## WYODRĘBNIONE DANE:
───

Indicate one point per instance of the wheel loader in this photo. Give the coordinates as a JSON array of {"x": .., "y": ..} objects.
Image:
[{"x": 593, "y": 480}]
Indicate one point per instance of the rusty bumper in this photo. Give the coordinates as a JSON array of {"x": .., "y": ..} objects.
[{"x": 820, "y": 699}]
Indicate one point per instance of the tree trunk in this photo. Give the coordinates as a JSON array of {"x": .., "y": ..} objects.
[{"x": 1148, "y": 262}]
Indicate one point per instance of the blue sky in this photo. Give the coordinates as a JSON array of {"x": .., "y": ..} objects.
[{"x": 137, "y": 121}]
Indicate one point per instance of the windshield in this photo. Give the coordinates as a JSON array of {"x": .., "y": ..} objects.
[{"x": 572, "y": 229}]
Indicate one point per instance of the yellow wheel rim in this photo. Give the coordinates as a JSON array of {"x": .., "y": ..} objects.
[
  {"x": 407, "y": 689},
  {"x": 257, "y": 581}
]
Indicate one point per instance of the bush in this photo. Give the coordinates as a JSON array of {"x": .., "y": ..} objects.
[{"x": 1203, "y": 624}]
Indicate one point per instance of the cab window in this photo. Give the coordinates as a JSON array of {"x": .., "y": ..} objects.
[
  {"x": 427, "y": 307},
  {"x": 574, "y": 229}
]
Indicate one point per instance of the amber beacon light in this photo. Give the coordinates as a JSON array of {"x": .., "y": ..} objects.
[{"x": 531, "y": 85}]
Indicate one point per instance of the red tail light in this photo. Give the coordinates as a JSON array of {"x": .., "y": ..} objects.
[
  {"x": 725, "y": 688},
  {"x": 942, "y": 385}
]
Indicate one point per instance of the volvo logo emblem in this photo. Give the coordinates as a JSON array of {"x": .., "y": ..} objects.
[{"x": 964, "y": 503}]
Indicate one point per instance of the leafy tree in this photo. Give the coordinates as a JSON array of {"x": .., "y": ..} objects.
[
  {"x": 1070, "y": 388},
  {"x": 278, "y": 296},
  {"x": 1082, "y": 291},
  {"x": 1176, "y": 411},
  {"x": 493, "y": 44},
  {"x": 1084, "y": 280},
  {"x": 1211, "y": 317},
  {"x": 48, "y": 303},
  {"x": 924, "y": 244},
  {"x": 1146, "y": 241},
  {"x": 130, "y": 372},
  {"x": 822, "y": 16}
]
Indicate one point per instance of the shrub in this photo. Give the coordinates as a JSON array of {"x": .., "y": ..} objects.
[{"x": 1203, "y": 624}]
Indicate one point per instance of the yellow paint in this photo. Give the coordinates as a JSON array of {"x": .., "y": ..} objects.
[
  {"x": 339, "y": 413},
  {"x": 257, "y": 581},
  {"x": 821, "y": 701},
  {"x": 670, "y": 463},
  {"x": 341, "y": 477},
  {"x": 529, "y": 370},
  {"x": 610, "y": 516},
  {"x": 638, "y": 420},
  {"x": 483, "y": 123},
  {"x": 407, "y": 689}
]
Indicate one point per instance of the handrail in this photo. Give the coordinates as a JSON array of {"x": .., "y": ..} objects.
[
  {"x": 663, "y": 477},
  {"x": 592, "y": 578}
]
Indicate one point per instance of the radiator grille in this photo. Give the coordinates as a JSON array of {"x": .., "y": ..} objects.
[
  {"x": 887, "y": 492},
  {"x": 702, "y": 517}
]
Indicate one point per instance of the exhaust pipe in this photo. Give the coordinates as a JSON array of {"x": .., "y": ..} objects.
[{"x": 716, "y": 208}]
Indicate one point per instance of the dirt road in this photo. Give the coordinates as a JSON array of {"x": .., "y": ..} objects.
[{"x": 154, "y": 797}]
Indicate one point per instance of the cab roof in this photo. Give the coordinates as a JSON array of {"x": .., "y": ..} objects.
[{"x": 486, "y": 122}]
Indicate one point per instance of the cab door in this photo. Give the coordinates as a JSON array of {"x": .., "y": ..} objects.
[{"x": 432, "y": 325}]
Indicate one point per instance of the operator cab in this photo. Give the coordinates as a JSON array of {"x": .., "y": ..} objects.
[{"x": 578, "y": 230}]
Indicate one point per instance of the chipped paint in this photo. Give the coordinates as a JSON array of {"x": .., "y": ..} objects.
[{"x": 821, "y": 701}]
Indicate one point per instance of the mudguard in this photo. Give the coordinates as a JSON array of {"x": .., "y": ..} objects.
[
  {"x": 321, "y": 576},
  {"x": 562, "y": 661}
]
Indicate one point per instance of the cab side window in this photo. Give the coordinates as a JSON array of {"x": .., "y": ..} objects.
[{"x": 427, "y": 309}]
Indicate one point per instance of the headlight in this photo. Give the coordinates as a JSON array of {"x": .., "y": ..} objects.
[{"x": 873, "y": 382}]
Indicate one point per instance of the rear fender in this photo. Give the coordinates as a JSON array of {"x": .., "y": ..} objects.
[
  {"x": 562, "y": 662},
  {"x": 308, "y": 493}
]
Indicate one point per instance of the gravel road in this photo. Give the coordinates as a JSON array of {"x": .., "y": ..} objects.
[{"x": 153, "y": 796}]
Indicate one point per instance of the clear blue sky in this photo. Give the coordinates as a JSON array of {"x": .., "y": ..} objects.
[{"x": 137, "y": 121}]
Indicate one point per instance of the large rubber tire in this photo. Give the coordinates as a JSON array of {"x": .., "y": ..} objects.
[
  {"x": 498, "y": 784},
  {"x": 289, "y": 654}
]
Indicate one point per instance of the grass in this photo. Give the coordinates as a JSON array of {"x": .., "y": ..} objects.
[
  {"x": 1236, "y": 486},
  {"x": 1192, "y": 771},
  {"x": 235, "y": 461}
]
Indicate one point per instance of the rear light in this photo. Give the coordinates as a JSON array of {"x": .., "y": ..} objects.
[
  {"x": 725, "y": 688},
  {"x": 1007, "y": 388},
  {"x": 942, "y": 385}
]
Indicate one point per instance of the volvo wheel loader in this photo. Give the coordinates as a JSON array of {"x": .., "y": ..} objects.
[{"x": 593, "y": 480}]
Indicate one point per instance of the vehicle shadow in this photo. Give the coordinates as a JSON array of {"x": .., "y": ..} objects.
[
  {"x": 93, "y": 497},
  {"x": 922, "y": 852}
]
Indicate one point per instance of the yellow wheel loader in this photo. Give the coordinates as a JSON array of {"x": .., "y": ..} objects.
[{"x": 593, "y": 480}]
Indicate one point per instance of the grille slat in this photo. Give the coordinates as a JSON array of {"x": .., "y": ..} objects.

───

## OPIS ZADANIA:
Przepisz w całości każdy wiersz materiału, zaczynając od wiersza z „Indicate one point per instance of the vehicle” i kończąc na ostatnim wierszu materiału, a do każdej współrzędnej dodaj 84.

## ODPOWIEDŹ:
Indicate one point per instance of the vehicle shadow in this photo. Give the coordinates as a JSON array of {"x": .., "y": ..} objects.
[
  {"x": 177, "y": 581},
  {"x": 1006, "y": 936}
]
Indicate one point per instance of the yellow wheel loader in this photo. Give the coordinates as a JSON array of {"x": .., "y": ..} objects.
[{"x": 677, "y": 564}]
Indicate one point per instance of the grille slat in this photo. Give the coordinates as a JSON array of {"x": .., "y": ..} objects.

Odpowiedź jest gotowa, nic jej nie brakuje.